--- PROVIDED MATERIAL ---

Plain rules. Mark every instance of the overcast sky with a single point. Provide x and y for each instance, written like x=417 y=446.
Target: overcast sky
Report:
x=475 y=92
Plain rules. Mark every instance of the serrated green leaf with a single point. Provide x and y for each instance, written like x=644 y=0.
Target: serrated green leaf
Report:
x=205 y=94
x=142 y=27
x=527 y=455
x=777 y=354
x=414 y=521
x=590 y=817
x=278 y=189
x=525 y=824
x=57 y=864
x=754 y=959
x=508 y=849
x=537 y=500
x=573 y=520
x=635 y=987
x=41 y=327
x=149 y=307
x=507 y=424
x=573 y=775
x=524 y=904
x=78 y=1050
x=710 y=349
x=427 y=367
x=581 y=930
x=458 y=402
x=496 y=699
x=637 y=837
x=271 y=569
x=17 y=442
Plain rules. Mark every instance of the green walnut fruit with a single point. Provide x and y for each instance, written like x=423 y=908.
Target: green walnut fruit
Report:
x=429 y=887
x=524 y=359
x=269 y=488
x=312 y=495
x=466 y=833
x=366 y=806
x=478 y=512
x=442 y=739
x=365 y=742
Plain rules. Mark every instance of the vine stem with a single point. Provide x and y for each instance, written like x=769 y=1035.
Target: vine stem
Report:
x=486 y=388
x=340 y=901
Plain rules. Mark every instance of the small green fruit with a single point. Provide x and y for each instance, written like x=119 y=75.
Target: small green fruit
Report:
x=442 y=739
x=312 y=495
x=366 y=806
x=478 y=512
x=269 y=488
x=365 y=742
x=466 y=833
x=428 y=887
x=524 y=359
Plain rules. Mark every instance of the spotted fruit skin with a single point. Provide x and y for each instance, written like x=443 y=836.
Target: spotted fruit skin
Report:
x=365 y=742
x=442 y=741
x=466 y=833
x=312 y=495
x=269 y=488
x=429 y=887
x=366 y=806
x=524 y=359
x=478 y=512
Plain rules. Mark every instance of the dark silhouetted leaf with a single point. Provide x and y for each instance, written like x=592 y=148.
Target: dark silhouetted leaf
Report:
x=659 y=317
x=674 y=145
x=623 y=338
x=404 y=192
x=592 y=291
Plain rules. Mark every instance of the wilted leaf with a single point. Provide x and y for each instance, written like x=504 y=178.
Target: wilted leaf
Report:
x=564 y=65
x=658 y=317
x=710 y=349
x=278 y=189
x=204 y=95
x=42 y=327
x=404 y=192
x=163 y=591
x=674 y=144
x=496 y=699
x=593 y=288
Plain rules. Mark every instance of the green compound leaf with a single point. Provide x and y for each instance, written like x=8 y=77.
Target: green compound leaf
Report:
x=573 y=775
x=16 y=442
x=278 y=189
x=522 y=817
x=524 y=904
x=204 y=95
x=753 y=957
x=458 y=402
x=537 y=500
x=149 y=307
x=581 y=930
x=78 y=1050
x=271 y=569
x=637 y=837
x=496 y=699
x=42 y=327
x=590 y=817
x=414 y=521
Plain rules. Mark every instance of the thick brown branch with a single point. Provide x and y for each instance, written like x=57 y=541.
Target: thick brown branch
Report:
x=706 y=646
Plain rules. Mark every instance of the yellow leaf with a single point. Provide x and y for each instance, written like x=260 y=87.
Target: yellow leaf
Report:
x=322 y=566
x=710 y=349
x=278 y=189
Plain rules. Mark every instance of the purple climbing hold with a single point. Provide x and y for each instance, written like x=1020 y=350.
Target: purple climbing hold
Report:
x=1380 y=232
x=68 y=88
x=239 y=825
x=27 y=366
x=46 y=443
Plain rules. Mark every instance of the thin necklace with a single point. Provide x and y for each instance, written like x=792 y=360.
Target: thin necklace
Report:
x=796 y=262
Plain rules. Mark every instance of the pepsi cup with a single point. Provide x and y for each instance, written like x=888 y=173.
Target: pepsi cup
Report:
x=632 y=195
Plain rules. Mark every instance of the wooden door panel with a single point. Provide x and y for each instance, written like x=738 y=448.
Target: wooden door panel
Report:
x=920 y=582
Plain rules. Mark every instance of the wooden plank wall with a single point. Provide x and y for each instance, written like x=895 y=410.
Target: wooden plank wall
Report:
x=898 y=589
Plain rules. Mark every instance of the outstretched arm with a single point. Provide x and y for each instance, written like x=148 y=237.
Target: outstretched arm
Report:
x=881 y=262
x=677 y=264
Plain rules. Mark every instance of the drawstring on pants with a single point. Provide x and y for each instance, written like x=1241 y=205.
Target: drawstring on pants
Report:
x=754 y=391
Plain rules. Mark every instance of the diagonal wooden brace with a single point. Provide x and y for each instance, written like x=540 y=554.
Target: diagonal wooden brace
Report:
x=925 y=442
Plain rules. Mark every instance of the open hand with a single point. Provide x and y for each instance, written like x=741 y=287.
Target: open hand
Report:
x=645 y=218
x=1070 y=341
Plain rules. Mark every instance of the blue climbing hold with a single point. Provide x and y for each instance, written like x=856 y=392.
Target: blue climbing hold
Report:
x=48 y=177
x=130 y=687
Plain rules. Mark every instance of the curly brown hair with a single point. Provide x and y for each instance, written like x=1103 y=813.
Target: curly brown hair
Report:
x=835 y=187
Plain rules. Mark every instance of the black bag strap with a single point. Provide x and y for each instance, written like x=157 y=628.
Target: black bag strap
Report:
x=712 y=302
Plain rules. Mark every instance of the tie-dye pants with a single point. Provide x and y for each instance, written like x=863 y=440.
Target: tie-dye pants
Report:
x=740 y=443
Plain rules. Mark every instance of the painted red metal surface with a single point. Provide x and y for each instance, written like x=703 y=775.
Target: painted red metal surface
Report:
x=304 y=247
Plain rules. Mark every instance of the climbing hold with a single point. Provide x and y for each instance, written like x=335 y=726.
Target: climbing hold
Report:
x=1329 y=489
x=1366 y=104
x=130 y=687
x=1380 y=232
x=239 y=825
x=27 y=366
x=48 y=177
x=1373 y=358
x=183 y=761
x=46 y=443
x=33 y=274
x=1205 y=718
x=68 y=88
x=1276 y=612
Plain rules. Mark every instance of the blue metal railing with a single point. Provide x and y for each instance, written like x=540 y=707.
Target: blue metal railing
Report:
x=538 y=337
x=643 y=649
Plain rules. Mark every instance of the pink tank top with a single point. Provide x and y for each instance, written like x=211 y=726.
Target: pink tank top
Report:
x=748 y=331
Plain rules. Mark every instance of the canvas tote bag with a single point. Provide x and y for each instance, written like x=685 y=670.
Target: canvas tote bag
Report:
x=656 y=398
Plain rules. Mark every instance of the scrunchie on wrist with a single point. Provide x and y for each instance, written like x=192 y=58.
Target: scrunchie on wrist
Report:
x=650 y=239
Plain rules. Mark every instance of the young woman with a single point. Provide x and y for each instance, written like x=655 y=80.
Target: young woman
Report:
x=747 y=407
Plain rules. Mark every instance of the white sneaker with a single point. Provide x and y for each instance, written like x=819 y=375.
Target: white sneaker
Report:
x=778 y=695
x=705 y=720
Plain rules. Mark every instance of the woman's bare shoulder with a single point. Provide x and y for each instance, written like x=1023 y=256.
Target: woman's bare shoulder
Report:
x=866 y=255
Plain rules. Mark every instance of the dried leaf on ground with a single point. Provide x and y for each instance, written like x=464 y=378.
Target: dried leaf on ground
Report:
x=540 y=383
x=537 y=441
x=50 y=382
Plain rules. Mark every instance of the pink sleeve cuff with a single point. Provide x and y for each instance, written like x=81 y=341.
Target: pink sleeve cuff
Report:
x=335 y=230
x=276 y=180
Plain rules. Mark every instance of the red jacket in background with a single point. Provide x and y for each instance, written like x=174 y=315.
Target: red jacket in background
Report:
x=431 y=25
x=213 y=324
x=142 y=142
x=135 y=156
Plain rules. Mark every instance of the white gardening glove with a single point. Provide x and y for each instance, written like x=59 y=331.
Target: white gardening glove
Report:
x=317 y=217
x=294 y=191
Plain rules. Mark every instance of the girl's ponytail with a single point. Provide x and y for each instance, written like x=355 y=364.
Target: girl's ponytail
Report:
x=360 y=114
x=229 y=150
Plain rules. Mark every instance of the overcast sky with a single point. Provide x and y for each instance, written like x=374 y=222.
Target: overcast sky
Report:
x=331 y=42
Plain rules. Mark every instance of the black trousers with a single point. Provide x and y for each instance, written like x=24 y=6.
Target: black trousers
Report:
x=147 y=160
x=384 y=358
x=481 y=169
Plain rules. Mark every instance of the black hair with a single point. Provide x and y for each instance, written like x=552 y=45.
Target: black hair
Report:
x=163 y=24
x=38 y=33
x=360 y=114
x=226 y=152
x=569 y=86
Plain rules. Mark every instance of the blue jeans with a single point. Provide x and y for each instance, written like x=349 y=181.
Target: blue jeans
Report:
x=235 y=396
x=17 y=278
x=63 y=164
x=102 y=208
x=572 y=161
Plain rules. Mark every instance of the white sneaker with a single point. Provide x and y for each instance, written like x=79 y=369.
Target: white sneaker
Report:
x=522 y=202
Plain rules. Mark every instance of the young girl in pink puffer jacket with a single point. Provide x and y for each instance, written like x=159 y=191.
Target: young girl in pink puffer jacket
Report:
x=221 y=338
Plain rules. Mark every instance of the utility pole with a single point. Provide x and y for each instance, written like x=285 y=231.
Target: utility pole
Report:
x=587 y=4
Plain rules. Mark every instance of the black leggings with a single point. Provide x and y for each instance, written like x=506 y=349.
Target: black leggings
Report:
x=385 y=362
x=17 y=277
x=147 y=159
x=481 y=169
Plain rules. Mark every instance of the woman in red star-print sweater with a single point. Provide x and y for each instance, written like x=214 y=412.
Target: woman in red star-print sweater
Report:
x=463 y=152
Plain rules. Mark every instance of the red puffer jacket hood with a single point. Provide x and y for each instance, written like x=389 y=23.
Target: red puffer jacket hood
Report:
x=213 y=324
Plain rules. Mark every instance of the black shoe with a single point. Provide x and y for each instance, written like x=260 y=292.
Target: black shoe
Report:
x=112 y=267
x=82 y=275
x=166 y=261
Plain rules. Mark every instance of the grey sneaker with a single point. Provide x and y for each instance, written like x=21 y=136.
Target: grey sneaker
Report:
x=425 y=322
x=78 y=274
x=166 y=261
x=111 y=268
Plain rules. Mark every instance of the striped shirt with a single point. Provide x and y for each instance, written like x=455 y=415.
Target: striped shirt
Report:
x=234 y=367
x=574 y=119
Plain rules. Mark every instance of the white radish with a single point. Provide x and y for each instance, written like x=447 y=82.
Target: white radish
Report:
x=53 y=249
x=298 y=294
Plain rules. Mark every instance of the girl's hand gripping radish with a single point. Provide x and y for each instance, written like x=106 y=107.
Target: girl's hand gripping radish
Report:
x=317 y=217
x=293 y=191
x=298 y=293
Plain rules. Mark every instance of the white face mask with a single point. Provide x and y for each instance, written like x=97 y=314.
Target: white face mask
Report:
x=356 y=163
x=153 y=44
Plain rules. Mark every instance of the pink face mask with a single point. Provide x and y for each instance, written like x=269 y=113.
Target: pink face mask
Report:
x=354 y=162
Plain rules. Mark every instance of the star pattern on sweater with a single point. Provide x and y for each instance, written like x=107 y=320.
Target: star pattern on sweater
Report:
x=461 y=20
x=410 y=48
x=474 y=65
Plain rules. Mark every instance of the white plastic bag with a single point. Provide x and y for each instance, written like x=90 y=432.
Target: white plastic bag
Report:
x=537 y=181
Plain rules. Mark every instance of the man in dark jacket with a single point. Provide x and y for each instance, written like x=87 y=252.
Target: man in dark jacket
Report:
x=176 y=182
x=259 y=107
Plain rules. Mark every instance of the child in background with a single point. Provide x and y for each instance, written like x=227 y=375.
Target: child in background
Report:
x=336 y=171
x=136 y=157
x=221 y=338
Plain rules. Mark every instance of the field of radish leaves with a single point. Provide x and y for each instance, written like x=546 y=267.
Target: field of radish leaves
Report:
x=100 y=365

---

- [EXERCISE INSTRUCTIONS] Convert the stretch of lines above, from the one containing "Plain rules. Mark every instance of the blue metal" through the one containing "x=748 y=331", into a Markdown table with the columns Row and Line. Number each line in Row, and leave out any blank lines.

- [CORRECT RESPONSE]
| Row | Line |
|---|---|
| 1 | Plain rules. Mark every instance of the blue metal railing with a single point. Provide x and y for each instance, written like x=540 y=707. |
| 2 | Target: blue metal railing |
| 3 | Report: |
| 4 | x=538 y=337 |
| 5 | x=643 y=649 |
| 6 | Plain rules. Mark every instance of the pink tank top with a single point. Provide x and y for each instance, written like x=211 y=726. |
| 7 | Target: pink tank top |
| 8 | Report: |
| 9 | x=748 y=331 |